Goal of the exercise -
The whole listing below should be output again, word for word.

((

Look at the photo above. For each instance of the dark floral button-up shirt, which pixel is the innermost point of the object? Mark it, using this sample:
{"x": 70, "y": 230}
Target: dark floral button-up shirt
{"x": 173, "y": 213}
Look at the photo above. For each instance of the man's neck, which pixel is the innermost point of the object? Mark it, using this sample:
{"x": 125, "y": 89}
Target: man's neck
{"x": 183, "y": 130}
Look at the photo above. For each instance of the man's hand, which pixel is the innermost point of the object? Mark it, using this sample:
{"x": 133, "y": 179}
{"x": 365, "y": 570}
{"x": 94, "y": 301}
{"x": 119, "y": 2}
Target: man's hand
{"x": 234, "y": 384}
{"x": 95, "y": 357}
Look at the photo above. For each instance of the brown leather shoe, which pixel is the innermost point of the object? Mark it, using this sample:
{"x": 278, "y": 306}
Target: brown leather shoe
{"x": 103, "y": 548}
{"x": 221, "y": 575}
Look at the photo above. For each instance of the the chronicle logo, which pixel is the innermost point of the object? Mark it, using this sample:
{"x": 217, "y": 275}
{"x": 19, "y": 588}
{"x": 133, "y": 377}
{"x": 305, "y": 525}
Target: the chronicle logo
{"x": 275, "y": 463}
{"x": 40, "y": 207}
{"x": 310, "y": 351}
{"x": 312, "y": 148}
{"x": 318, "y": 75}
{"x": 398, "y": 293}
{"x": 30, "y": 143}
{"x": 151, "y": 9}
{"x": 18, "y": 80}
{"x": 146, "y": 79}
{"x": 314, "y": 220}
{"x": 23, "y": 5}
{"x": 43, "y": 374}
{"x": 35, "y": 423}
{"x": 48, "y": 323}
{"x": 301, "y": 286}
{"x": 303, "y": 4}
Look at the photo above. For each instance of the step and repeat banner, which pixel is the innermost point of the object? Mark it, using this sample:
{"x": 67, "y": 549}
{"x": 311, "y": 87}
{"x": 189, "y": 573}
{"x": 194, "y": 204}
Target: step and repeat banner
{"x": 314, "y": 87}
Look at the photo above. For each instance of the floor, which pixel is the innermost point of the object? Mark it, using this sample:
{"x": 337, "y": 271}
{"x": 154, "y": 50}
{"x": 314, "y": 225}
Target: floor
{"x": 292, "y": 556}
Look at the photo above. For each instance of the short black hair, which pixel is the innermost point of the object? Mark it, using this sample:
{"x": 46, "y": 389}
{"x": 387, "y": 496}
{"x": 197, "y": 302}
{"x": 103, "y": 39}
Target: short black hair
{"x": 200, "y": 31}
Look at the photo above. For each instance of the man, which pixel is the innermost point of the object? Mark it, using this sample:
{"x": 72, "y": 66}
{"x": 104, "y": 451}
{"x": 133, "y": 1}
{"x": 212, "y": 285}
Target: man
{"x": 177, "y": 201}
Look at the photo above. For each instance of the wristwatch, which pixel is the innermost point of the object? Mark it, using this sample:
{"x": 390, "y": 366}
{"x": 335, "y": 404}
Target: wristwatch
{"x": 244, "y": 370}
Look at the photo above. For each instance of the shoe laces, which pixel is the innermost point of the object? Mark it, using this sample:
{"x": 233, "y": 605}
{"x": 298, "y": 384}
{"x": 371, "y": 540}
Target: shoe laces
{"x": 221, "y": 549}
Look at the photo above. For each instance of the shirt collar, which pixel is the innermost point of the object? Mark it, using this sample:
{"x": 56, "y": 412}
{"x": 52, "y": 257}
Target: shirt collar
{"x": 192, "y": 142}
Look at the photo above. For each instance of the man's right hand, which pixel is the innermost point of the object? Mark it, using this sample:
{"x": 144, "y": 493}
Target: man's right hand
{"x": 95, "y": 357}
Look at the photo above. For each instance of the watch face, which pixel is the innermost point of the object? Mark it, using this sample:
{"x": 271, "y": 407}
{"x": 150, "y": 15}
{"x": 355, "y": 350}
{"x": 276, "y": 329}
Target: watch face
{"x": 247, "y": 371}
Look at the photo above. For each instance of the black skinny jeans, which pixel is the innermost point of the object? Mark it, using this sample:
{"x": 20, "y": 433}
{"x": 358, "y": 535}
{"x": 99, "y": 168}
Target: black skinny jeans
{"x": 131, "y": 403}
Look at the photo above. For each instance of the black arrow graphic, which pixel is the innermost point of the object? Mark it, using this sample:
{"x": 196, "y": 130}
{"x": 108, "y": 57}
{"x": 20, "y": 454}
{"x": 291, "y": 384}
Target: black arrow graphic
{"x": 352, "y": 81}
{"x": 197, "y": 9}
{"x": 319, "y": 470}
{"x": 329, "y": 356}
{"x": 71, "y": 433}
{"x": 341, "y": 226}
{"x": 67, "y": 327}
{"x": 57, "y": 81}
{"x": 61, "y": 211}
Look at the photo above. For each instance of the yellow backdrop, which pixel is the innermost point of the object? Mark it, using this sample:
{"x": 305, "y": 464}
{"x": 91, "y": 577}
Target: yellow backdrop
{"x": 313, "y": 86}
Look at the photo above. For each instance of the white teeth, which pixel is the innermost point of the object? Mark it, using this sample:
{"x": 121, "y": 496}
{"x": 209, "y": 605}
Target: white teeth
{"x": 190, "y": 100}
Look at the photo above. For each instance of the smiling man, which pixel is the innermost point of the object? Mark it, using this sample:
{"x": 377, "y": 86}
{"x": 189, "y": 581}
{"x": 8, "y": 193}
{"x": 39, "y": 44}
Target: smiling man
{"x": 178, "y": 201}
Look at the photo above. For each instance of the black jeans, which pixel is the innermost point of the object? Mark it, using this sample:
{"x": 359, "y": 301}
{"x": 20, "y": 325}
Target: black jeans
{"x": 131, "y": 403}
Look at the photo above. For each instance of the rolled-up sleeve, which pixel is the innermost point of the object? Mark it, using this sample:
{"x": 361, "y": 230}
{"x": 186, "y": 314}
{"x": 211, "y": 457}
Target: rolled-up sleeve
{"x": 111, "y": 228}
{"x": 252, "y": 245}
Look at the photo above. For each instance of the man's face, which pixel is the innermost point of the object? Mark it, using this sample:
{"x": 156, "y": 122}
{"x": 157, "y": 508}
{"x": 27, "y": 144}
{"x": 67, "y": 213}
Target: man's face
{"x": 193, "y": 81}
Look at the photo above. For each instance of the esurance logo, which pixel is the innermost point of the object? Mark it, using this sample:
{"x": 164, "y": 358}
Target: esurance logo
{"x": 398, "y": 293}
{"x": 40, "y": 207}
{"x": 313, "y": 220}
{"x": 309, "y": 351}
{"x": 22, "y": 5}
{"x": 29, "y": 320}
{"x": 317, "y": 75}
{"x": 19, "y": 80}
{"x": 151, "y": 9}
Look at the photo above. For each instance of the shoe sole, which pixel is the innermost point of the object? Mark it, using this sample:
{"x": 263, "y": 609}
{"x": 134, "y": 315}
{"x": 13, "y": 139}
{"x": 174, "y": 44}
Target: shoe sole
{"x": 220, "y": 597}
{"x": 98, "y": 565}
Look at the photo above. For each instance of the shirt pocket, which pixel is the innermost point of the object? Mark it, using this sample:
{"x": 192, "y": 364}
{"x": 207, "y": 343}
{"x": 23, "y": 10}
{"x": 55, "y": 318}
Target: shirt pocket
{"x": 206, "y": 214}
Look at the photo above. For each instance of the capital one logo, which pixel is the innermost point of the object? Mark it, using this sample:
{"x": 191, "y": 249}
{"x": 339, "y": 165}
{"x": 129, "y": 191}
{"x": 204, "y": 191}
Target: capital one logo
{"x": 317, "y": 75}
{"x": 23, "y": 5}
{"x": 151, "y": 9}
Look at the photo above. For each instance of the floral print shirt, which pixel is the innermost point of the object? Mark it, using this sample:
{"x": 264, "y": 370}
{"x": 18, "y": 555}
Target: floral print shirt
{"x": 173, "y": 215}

))

Written response -
Look at the photo above. For each instance of the dark floral button-up shirt, which pixel is the innermost point of the object? Mark it, using this sample:
{"x": 70, "y": 230}
Target: dark floral button-up shirt
{"x": 173, "y": 213}
Look at the photo above. For each instance of the man's neck, which pixel is the innermost point of the object? Mark it, using this sample:
{"x": 125, "y": 89}
Target: man's neck
{"x": 183, "y": 130}
Look at the photo above. For each instance of the man's hand, which pixel is the innermost point of the object? Mark it, using this sample:
{"x": 133, "y": 179}
{"x": 365, "y": 570}
{"x": 94, "y": 301}
{"x": 119, "y": 2}
Target: man's hand
{"x": 234, "y": 384}
{"x": 95, "y": 357}
Look at the photo above. For each instance of the brown leather shoe, which pixel is the innermost point of the object? Mark it, using this sample:
{"x": 278, "y": 306}
Target: brown leather shoe
{"x": 103, "y": 548}
{"x": 221, "y": 575}
Look at the photo above. For each instance of the the chronicle logo, which pixel is the innermost point of the object? Mark it, using this sample:
{"x": 217, "y": 275}
{"x": 19, "y": 588}
{"x": 133, "y": 377}
{"x": 305, "y": 525}
Target: the chronicle logo
{"x": 275, "y": 463}
{"x": 40, "y": 207}
{"x": 310, "y": 351}
{"x": 312, "y": 148}
{"x": 318, "y": 75}
{"x": 398, "y": 293}
{"x": 30, "y": 143}
{"x": 151, "y": 9}
{"x": 18, "y": 80}
{"x": 146, "y": 79}
{"x": 314, "y": 220}
{"x": 23, "y": 5}
{"x": 43, "y": 374}
{"x": 35, "y": 423}
{"x": 48, "y": 323}
{"x": 301, "y": 286}
{"x": 303, "y": 4}
Look at the photo above. For each instance of the step and repeat banner, which pixel is the innermost point of the object? Mark it, using this sample:
{"x": 67, "y": 549}
{"x": 311, "y": 87}
{"x": 189, "y": 573}
{"x": 194, "y": 204}
Target: step and repeat banner
{"x": 314, "y": 87}
Look at the photo above. For each instance of the floor, which pixel is the innermost point of the object? Mark it, using this sample:
{"x": 337, "y": 271}
{"x": 154, "y": 50}
{"x": 314, "y": 225}
Target: floor
{"x": 292, "y": 556}
Look at the photo above. For each instance of the short black hair, which pixel is the innermost point of the object? Mark it, using this sample:
{"x": 46, "y": 389}
{"x": 387, "y": 496}
{"x": 197, "y": 302}
{"x": 103, "y": 39}
Target: short black hair
{"x": 200, "y": 31}
Look at the photo above. For each instance of the man, which pixel is the innermost point of the object? Mark it, using this sample:
{"x": 72, "y": 66}
{"x": 104, "y": 451}
{"x": 133, "y": 1}
{"x": 212, "y": 285}
Target: man
{"x": 177, "y": 201}
Look at the photo above. For each instance of the wristwatch, which pixel is the innermost point of the object? Mark it, using this sample:
{"x": 390, "y": 366}
{"x": 335, "y": 404}
Target: wristwatch
{"x": 244, "y": 370}
Look at the photo above. For each instance of the shoe laces, which pixel is the innermost point of the object? Mark it, using this sample:
{"x": 233, "y": 605}
{"x": 298, "y": 384}
{"x": 371, "y": 540}
Target: shoe laces
{"x": 221, "y": 549}
Look at the photo above. For each instance of the shirt collar, which pixel is the innermost point of the object? Mark it, using this sample:
{"x": 56, "y": 412}
{"x": 52, "y": 257}
Target: shirt collar
{"x": 192, "y": 142}
Look at the photo above. For each instance of the man's right hand, which pixel is the innermost point of the object? Mark it, using this sample:
{"x": 144, "y": 493}
Target: man's right hand
{"x": 95, "y": 357}
Look at the photo above. For each instance of the watch face, which pixel is the innermost point of the object? Mark it, using this sample:
{"x": 271, "y": 407}
{"x": 150, "y": 15}
{"x": 355, "y": 350}
{"x": 276, "y": 329}
Target: watch face
{"x": 247, "y": 371}
Look at the photo above. For each instance of the black skinny jeans, which pixel is the innermost point of the object? Mark it, using this sample:
{"x": 20, "y": 433}
{"x": 358, "y": 535}
{"x": 99, "y": 168}
Target: black skinny jeans
{"x": 131, "y": 403}
Look at the photo above. For each instance of the black arrow graphic, which pixel is the innermost point of the object? Mark it, using this sample:
{"x": 196, "y": 130}
{"x": 108, "y": 57}
{"x": 20, "y": 454}
{"x": 291, "y": 384}
Target: black arrow graphic
{"x": 352, "y": 81}
{"x": 197, "y": 9}
{"x": 319, "y": 470}
{"x": 329, "y": 356}
{"x": 71, "y": 433}
{"x": 341, "y": 226}
{"x": 67, "y": 327}
{"x": 57, "y": 81}
{"x": 61, "y": 211}
Look at the photo above. For each instance of the yellow backdrop, which pixel is the innermost point of the object? Mark it, using this sample:
{"x": 305, "y": 464}
{"x": 91, "y": 577}
Target: yellow backdrop
{"x": 313, "y": 86}
Look at the photo above. For each instance of the white teeth, which pixel is the innermost point of the object? Mark it, using this sample:
{"x": 121, "y": 496}
{"x": 209, "y": 605}
Target: white teeth
{"x": 190, "y": 100}
Look at the photo above. For each instance of the smiling man, which pixel is the innermost point of the object? Mark it, using this sample:
{"x": 377, "y": 86}
{"x": 189, "y": 581}
{"x": 8, "y": 193}
{"x": 39, "y": 44}
Target: smiling man
{"x": 178, "y": 201}
Look at the photo above. For each instance of the black jeans, which pixel is the innermost point of the object? Mark it, using this sample:
{"x": 359, "y": 301}
{"x": 20, "y": 325}
Target: black jeans
{"x": 131, "y": 403}
Look at the photo above. For each instance of the rolled-up sleeve, which pixel is the innermost point of the object? Mark it, using this sample:
{"x": 361, "y": 230}
{"x": 186, "y": 314}
{"x": 211, "y": 457}
Target: rolled-up sleeve
{"x": 111, "y": 228}
{"x": 252, "y": 245}
Look at the photo above. For each instance of the man's face, which pixel is the innermost point of the object? Mark it, using this sample:
{"x": 156, "y": 122}
{"x": 157, "y": 508}
{"x": 27, "y": 144}
{"x": 67, "y": 213}
Target: man's face
{"x": 193, "y": 81}
Look at the photo above. For each instance of the esurance logo, which pixel is the innermost point of the object? Mark it, using this sample:
{"x": 164, "y": 358}
Target: esurance logo
{"x": 398, "y": 293}
{"x": 40, "y": 207}
{"x": 313, "y": 220}
{"x": 309, "y": 351}
{"x": 22, "y": 5}
{"x": 29, "y": 320}
{"x": 317, "y": 75}
{"x": 19, "y": 80}
{"x": 151, "y": 9}
Look at the photo above. For each instance of the shoe sole, which pixel is the innermost point of the object? Mark it, using this sample:
{"x": 263, "y": 609}
{"x": 134, "y": 315}
{"x": 13, "y": 139}
{"x": 174, "y": 44}
Target: shoe sole
{"x": 220, "y": 597}
{"x": 98, "y": 565}
Look at the photo above. For each instance of the shirt pocket, which pixel is the innermost point of the object? Mark it, using this sample:
{"x": 192, "y": 364}
{"x": 207, "y": 343}
{"x": 23, "y": 10}
{"x": 55, "y": 318}
Target: shirt pocket
{"x": 206, "y": 214}
Look at the photo above. For each instance of the capital one logo, which pixel is the innermost point of the object? Mark it, using this sample:
{"x": 191, "y": 249}
{"x": 339, "y": 165}
{"x": 129, "y": 191}
{"x": 204, "y": 191}
Target: capital one logo
{"x": 317, "y": 75}
{"x": 23, "y": 5}
{"x": 151, "y": 9}
Look at the photo above. For each instance of the floral print shirt, which pixel is the innermost point of the object? Mark it, using this sample:
{"x": 264, "y": 370}
{"x": 18, "y": 555}
Target: floral print shirt
{"x": 173, "y": 215}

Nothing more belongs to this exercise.